**Items**
* * * * * * *

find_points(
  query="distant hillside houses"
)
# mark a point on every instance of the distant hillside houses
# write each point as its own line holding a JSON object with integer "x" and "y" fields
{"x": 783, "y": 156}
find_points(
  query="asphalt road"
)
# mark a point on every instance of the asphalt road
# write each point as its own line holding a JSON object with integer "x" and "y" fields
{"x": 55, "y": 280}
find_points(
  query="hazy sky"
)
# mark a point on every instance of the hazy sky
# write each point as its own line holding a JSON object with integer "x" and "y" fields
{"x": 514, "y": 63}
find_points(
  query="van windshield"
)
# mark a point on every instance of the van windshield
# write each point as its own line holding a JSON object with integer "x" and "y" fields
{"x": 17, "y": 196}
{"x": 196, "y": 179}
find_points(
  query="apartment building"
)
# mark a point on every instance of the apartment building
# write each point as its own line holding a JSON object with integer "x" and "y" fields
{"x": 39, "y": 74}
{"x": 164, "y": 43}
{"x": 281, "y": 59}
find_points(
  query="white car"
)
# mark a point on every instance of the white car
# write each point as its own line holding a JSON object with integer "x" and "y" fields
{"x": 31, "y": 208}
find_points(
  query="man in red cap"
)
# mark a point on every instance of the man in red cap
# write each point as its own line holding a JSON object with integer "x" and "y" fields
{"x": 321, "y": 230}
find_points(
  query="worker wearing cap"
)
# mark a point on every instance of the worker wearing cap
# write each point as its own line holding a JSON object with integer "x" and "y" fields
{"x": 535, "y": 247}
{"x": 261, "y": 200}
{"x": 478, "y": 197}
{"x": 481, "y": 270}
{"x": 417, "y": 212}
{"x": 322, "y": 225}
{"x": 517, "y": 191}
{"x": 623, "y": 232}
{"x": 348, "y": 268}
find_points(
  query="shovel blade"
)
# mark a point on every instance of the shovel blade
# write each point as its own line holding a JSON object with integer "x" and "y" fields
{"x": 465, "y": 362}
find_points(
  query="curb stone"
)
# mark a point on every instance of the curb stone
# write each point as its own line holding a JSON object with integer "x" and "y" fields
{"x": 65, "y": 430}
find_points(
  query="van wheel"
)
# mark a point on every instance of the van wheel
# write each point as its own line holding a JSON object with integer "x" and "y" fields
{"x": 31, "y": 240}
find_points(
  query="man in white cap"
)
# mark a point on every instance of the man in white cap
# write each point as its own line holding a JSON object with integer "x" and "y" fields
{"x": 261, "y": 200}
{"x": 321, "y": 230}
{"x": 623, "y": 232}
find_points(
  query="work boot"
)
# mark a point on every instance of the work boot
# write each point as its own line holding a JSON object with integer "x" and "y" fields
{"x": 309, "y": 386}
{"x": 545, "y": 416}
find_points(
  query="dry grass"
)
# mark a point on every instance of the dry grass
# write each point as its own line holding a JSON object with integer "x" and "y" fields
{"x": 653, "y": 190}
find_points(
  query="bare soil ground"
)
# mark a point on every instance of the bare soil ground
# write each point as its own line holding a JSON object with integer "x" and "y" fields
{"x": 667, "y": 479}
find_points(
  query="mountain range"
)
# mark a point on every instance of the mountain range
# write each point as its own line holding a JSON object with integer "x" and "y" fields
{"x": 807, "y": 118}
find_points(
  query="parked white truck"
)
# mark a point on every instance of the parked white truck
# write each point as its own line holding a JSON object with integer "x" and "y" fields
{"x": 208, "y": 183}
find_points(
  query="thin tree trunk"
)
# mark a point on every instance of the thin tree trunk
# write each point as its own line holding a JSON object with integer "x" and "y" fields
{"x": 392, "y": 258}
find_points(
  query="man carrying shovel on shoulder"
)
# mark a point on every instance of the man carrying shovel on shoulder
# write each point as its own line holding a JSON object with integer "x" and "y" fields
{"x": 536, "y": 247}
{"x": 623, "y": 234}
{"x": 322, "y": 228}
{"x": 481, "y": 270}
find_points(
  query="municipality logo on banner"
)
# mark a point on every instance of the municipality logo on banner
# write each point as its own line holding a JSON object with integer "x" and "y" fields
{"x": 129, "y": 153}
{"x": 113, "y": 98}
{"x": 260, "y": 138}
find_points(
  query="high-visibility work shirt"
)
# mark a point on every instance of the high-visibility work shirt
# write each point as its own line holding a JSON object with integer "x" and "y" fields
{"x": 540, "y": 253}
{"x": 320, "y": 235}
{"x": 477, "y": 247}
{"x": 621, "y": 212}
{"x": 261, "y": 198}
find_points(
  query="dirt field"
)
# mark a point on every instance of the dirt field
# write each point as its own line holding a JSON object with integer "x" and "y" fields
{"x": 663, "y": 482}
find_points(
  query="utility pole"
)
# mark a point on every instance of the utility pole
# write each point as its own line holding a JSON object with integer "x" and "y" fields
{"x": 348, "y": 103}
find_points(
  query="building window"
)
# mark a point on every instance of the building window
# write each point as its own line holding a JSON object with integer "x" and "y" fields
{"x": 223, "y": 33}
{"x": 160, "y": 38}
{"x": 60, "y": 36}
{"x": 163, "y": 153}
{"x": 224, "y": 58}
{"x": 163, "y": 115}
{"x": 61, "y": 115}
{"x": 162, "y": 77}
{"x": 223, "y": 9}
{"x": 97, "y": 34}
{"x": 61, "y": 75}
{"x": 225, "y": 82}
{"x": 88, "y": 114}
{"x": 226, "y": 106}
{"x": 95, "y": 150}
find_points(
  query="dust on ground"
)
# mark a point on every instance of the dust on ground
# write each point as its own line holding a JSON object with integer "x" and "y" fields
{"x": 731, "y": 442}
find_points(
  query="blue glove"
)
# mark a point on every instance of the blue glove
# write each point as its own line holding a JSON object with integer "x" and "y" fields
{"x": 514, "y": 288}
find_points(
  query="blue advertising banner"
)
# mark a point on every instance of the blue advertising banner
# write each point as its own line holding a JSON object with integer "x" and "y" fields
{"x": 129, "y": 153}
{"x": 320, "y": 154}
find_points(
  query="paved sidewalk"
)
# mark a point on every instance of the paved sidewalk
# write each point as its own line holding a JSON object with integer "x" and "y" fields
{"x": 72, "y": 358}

* * * * * * *

**Aim**
Collect every line of the records that contains the string "range", copying each one in full.

**Solved exercise**
  query="mountain range"
# mark a point on every instance of the mountain range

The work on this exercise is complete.